HALAMAN
Pondok Pesantren Darul Huda bernaung dalam sebuah yayasan yang dibawahnya tercakup beberapa lembaga pendidikan yang dalam administratifnya terpisah akan tetapi merupakan satu bangunan yang masing-masing bagiannya mendukung satu sama lain. Diantaranya Pondok Pesantren Putra Putri Darul Huda, MTs Darul Huda, MA Darul Huda, Madrasah Miftahul Huda, Masing-masing memiliki ruang lingkup tugas yang saling melengkapi demi merealisasikan Visi Pondok Pesantren untuk mewujudkan santri yang Berilmu, beramal dan bertakwa dengan dilandasi akhlakul karimah.

Pondok Pesantren Putra dan Putri merupakan sentral kegiatan santri dalam kegiatan pendidikan non formalnya. Dengan mengusung sebuah adagium yang berbunyi “Al Muhafadzotu ‘ala al qadim ash shalih, wa al akhdzu bil jadi al ashlah” pendidikan dan pengajaran pada Pondok Pesantren Darul Huda didasarkan pada sistem klasikal dengan metode pengajaran salafi mengacu pada kitab-kitab kuning yang mu’tabaroh. Pengajian ini dilaksanakan dengan sistem sorogan ba’da Maghrib dan wekton ba’da Shubuh.
Selain itu pendidikan rohani juga diberikan melalui mujahadah ke makam auliya’, khotmu Al Qur’an, Wirid Dzikrul ghofilin dan lain-lain. Pengembangan pribadi-pribadi santri dilaksanakan dengan berbagai kegiatan Intrakurikuler berbentuk keorganisasian seperti OSIS dan ekstrakurikuler, meliputi kursus seni kaligrafi (unggulan), pramuka, bahasa Arab, bahasa Inggris, hadroh, seni baca Al Qur’an, olah raga dan lain-lain.
Pelaksanaan kegiatan ini di koordinasi pengurus pondok dan pengurus organisasi yang ada di MTs, MA Darul Huda serta Madrasah Miftahul Huda.

DATA YANG DIBERIKAN
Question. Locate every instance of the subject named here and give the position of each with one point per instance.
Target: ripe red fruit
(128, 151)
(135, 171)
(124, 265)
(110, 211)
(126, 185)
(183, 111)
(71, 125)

TINDAKAN YANG DIPERLUKAN
1. Ambil semua baris catatan dan tuliskan kembali tanpa mengubah satu huruf pun.
2. Tulis lanjutan teks tentang Pondok Pesantren Darul Huda setelah kalimat terakhirnya.
Teks dan catatan tidak berhubungan satu sama lain.

HASIL YANG DIHARAPKAN
1.
Question. Locate every instance of the subject named here and give the position of each with one point per instance.
Target: ripe red fruit
(128, 151)
(135, 171)
(124, 265)
(110, 211)
(126, 185)
(183, 111)
(71, 125)

2.
Pendidikan non formal secara sistematis juga ditempuh dalam Madrasah Miftahul Huda yang mempunyai jenjang pendidikan 6 tahun dilanjutkan dengan program Pasca MMH (Takhasus) dengan jenjang 2 tahun dengan kurikulum Pondok Pesantren salafiyah masuk sore hari mulai pukul 14.30 WIB-16.30 WIB. Madrasah Miftahul Huda mendidik santri dengan pendidikan non formal dengan metode salafy melewati mata pelajaran Nahwu, Sharaf, Akhlaq, Tafsir, Fiqh, Ushul Fiqh, Balaghah, Mantiq, Falak bagi santri putra, Risalah Haidl bagi santri putri dan lain sebagainya.
Adapun pendidikan formal diperoleh santri dengan belajar pada Madrasah Tsanawiyah (MTs) Darul Huda dan Madrasah Aliyah Darul Huda masuk pagi hari mulai pukul 07.00 WIB – 12.40 WIB. Adapun Madrasah Aliyah memiliki beberapa pilihan program pendidikan yaitu Keagamaan, Program Ilmu Alam (IPA) dan Program Ilmu Sosial (IPS).

B. Kelebihan dan Kekurangan Pondok Pesantren Darul Huda.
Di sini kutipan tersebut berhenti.